◆ Entries from a dataset ◆

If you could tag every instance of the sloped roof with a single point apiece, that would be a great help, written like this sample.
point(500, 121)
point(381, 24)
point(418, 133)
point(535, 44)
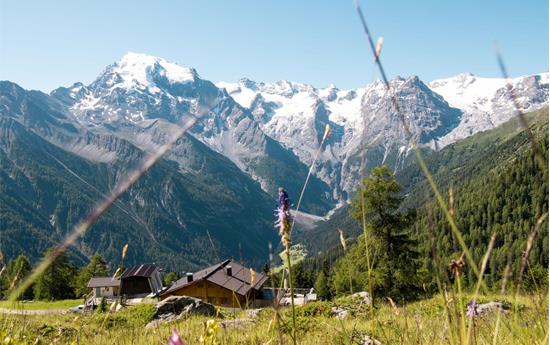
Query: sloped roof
point(145, 270)
point(239, 281)
point(103, 282)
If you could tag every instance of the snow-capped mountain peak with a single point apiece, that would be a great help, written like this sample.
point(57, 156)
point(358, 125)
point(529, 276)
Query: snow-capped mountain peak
point(139, 68)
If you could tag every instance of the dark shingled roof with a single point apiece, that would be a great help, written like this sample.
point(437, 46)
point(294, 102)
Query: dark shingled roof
point(238, 282)
point(145, 270)
point(102, 282)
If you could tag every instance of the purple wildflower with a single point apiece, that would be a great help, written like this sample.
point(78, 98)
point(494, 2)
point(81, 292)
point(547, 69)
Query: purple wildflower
point(471, 309)
point(282, 213)
point(175, 339)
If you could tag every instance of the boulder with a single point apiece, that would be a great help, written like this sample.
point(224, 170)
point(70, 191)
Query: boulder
point(253, 313)
point(175, 308)
point(237, 323)
point(184, 305)
point(362, 296)
point(340, 312)
point(368, 340)
point(474, 310)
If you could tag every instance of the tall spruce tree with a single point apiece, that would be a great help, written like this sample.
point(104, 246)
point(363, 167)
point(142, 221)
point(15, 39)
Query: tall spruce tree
point(97, 267)
point(394, 258)
point(57, 281)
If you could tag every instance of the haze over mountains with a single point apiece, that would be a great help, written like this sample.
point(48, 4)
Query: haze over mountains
point(60, 152)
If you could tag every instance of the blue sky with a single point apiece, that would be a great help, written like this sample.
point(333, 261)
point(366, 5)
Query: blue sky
point(46, 44)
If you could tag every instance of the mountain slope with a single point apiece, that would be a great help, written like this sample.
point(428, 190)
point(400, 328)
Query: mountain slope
point(461, 165)
point(164, 217)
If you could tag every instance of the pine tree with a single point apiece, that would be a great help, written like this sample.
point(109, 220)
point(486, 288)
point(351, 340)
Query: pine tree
point(97, 267)
point(57, 281)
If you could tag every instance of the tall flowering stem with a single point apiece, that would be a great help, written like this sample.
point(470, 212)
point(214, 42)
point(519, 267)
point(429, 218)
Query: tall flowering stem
point(285, 226)
point(283, 222)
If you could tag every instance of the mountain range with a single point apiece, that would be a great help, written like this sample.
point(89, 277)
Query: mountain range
point(213, 195)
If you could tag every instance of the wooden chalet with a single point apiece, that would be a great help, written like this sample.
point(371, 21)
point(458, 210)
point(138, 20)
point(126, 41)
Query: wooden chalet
point(226, 284)
point(103, 287)
point(140, 281)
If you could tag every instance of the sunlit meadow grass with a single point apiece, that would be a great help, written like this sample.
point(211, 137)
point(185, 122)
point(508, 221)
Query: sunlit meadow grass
point(422, 322)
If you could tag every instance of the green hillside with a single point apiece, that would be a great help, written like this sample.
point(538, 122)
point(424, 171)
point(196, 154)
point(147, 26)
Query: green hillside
point(497, 188)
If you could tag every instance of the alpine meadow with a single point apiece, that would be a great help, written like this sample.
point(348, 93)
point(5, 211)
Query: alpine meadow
point(143, 201)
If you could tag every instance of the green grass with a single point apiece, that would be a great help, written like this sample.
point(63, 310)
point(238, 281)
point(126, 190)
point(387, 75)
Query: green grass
point(41, 305)
point(422, 322)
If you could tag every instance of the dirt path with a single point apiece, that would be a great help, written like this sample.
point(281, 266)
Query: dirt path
point(32, 312)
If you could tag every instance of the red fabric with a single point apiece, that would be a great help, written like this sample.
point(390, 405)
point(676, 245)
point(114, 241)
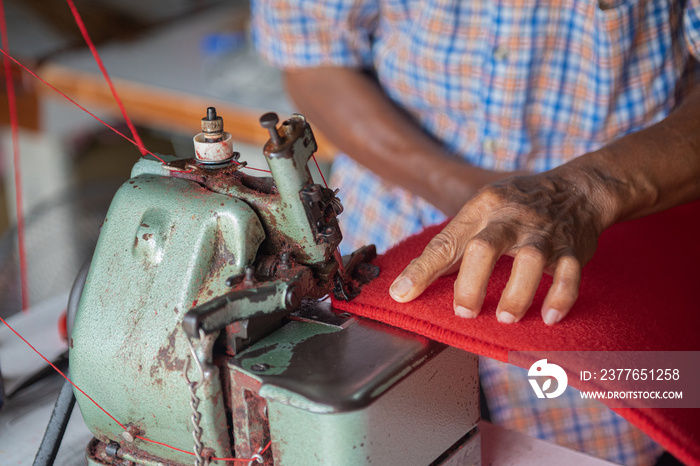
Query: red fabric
point(639, 293)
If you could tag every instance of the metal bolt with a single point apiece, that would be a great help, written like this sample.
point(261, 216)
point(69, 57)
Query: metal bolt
point(212, 126)
point(269, 122)
point(249, 276)
point(284, 260)
point(259, 367)
point(112, 449)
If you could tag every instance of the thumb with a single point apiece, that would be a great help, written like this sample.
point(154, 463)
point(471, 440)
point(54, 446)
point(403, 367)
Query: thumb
point(440, 257)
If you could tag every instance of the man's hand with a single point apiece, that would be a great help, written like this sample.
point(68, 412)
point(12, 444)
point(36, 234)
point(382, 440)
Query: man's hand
point(551, 222)
point(548, 222)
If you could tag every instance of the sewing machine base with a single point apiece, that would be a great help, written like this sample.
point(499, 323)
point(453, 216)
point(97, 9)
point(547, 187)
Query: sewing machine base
point(395, 398)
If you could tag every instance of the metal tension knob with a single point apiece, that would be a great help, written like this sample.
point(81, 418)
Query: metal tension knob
point(212, 126)
point(213, 145)
point(269, 122)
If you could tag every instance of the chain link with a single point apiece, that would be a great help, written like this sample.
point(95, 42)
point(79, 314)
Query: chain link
point(195, 400)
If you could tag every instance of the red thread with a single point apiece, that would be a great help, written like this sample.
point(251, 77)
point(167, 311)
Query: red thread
point(7, 56)
point(86, 36)
point(59, 371)
point(104, 410)
point(14, 124)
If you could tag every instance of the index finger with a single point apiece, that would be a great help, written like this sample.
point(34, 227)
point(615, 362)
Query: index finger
point(442, 255)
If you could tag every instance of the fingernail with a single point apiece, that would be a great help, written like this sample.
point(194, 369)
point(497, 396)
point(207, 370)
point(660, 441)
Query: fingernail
point(464, 312)
point(552, 316)
point(506, 318)
point(401, 286)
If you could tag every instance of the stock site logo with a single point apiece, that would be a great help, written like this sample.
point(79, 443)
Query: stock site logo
point(543, 370)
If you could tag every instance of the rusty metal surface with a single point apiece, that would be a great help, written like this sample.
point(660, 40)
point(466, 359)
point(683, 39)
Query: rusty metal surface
point(336, 367)
point(193, 251)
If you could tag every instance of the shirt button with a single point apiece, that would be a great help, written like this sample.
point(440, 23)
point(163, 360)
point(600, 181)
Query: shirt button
point(500, 53)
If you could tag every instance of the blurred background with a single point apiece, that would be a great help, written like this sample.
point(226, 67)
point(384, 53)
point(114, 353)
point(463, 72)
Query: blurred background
point(169, 59)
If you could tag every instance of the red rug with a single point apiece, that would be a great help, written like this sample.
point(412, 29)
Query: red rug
point(640, 292)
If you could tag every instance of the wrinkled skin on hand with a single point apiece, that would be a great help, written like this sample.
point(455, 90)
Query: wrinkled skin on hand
point(549, 222)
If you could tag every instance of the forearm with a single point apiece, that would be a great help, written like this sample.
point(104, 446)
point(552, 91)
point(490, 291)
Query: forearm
point(651, 170)
point(354, 113)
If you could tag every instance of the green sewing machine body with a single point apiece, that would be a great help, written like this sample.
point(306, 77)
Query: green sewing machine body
point(204, 289)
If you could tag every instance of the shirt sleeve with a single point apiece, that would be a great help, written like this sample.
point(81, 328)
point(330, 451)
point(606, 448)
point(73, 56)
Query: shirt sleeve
point(309, 33)
point(691, 27)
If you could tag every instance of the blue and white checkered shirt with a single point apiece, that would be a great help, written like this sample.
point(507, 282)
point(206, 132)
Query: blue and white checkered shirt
point(504, 85)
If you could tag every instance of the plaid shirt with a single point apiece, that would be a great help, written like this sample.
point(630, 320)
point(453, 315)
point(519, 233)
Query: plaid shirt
point(503, 84)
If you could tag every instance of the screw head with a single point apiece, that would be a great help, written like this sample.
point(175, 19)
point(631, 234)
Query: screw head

◆ Exercise ◆
Reproduce every line from the line containing "If you could tag every instance of the red thread" through the line containing "point(500, 53)", inclusive, requests included. Shift each coordinate in the answer points by adding 92, and leave the sample points in the requests unchanged.

◆ Solution to this task ◆
If you could tag every instance of the red thread with a single point apiece, that would be a great help, written like this sample.
point(251, 77)
point(167, 311)
Query: red thread
point(99, 148)
point(178, 128)
point(151, 463)
point(196, 502)
point(106, 216)
If you could tag every instance of the index finger with a single point apiece, that would be a great help, written like this sample.
point(34, 227)
point(615, 362)
Query: index finger
point(534, 347)
If you could tag every instance of the fingernail with a single point apiece, that would be a great help, written like this sample.
point(194, 369)
point(497, 396)
point(207, 370)
point(660, 441)
Query: fingernail
point(556, 404)
point(644, 408)
point(598, 410)
point(493, 378)
If you could tag every instance of the stock site logo with a single point apiece, that would be a great help, written like this sample.
point(79, 443)
Query: stock site logo
point(635, 462)
If you could tag every instance of the rusty metal surface with a single point apiece, that would be a great help, written like this sample.
point(660, 40)
point(466, 359)
point(683, 39)
Query: rusty metal surface
point(428, 459)
point(285, 343)
If you could tag every instance of the shirt button with a single point apiece, that would be a great help, written like this sample.
point(440, 23)
point(163, 360)
point(600, 181)
Query: shirt button
point(592, 145)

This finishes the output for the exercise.